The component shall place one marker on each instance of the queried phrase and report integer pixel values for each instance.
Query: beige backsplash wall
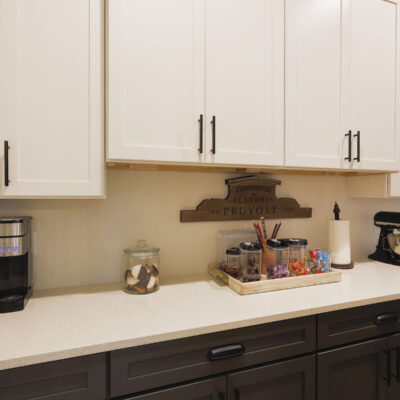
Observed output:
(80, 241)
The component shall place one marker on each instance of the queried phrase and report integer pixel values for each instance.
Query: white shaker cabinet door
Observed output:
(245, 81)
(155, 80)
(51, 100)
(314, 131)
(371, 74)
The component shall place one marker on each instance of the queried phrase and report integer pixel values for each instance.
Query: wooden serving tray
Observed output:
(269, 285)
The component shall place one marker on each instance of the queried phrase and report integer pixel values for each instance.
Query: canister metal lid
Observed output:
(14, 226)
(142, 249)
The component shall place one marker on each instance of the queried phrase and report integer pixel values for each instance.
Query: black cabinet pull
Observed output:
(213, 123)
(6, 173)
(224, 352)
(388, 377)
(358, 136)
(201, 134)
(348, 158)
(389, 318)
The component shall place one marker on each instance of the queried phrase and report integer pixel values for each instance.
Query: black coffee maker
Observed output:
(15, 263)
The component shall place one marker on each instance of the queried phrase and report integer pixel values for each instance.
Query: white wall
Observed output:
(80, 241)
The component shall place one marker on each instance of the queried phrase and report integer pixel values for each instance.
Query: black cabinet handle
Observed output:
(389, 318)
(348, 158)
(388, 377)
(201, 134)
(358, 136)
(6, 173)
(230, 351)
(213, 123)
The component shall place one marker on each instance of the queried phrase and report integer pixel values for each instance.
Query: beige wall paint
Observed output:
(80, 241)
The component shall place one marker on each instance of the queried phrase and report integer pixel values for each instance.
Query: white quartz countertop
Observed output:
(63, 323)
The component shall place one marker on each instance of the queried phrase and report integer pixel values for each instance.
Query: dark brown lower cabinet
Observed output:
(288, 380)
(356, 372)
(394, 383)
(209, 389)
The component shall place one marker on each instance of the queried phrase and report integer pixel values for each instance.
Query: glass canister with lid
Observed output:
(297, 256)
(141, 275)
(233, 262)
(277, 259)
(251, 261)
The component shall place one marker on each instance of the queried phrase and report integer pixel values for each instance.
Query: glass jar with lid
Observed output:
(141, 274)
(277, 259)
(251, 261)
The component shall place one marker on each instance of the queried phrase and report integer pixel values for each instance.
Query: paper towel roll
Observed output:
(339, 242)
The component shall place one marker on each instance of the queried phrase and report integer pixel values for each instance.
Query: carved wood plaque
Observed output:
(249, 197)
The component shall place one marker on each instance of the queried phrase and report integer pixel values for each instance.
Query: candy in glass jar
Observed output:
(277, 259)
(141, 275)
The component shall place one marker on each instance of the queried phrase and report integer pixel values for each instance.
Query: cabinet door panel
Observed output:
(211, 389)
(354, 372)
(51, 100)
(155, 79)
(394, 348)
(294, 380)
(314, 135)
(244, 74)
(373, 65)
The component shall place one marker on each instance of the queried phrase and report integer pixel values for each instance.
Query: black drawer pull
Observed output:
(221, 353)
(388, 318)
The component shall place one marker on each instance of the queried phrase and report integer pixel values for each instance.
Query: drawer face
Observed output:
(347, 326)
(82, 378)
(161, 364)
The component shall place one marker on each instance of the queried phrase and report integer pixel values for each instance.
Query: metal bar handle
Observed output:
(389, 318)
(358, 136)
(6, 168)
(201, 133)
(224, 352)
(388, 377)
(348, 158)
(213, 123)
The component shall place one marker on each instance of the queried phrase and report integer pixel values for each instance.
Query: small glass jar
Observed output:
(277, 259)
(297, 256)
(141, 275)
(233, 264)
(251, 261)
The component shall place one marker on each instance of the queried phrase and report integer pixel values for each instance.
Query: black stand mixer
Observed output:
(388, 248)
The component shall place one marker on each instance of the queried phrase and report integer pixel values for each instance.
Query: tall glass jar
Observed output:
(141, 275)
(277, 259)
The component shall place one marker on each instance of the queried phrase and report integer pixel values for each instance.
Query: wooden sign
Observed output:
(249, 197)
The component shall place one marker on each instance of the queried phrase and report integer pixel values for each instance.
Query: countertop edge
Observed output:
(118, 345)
########
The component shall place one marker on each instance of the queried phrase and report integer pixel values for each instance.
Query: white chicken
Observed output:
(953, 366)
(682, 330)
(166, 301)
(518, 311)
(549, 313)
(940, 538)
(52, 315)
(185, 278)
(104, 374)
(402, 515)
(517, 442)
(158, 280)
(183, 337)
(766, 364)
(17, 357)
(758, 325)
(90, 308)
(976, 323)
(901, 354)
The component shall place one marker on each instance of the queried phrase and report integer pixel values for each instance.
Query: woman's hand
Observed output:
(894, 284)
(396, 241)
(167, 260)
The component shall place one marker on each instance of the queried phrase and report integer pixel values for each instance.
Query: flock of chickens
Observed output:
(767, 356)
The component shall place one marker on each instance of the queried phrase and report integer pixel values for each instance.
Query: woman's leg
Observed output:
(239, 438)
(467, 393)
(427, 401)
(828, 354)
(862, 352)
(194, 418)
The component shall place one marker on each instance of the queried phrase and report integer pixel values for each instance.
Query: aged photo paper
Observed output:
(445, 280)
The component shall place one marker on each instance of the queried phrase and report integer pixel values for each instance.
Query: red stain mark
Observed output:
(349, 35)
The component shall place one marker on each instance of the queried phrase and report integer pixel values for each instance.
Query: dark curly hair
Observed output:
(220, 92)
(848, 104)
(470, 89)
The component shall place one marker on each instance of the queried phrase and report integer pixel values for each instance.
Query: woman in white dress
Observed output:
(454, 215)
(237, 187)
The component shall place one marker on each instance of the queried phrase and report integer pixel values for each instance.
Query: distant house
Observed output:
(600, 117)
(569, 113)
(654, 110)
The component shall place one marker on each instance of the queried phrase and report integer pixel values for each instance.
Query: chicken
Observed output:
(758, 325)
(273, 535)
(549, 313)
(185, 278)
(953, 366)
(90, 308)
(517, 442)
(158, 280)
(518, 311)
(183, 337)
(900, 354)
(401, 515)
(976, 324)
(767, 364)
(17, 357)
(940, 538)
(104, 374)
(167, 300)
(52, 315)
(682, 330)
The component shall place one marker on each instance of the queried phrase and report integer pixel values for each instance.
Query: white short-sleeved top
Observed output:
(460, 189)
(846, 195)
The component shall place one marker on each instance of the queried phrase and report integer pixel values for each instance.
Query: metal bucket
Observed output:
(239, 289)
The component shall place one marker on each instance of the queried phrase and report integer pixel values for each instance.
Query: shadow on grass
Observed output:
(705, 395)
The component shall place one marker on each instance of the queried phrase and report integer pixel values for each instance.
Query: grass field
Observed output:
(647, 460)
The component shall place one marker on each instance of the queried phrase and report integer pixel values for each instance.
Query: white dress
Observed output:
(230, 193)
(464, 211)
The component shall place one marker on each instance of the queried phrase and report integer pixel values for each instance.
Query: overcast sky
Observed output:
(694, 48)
########
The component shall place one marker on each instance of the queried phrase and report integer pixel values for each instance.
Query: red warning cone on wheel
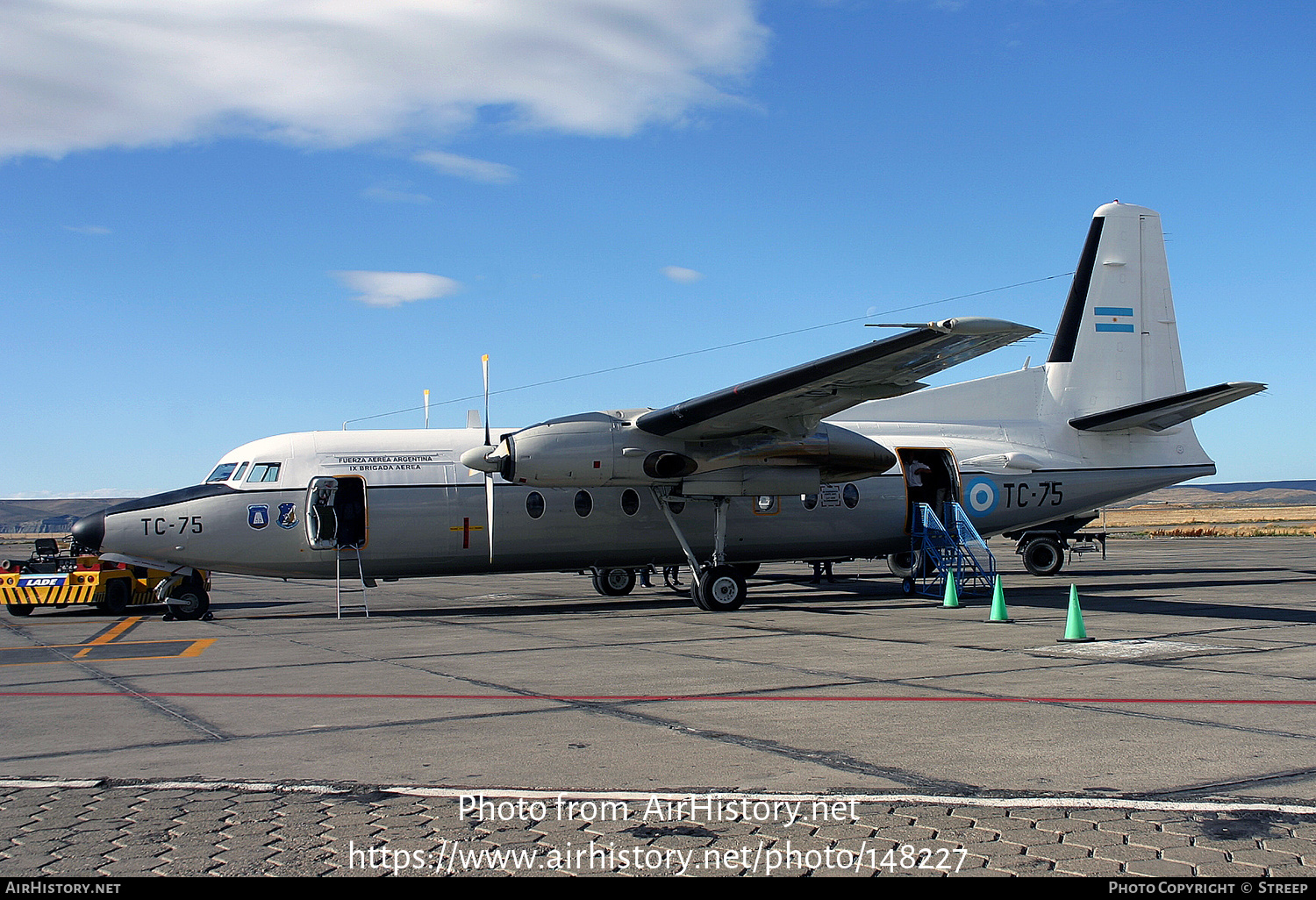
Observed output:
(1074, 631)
########
§ **EXERCISE OBJECTIVE**: Report each line of the data above that contains the word "cabinet".

§ **RESULT FOR THIS EXERCISE**:
Query: white shaker cabinet door
Query: black cabinet pull
Query: black cabinet handle
Query: dark brown lower cabinet
Query: cabinet door panel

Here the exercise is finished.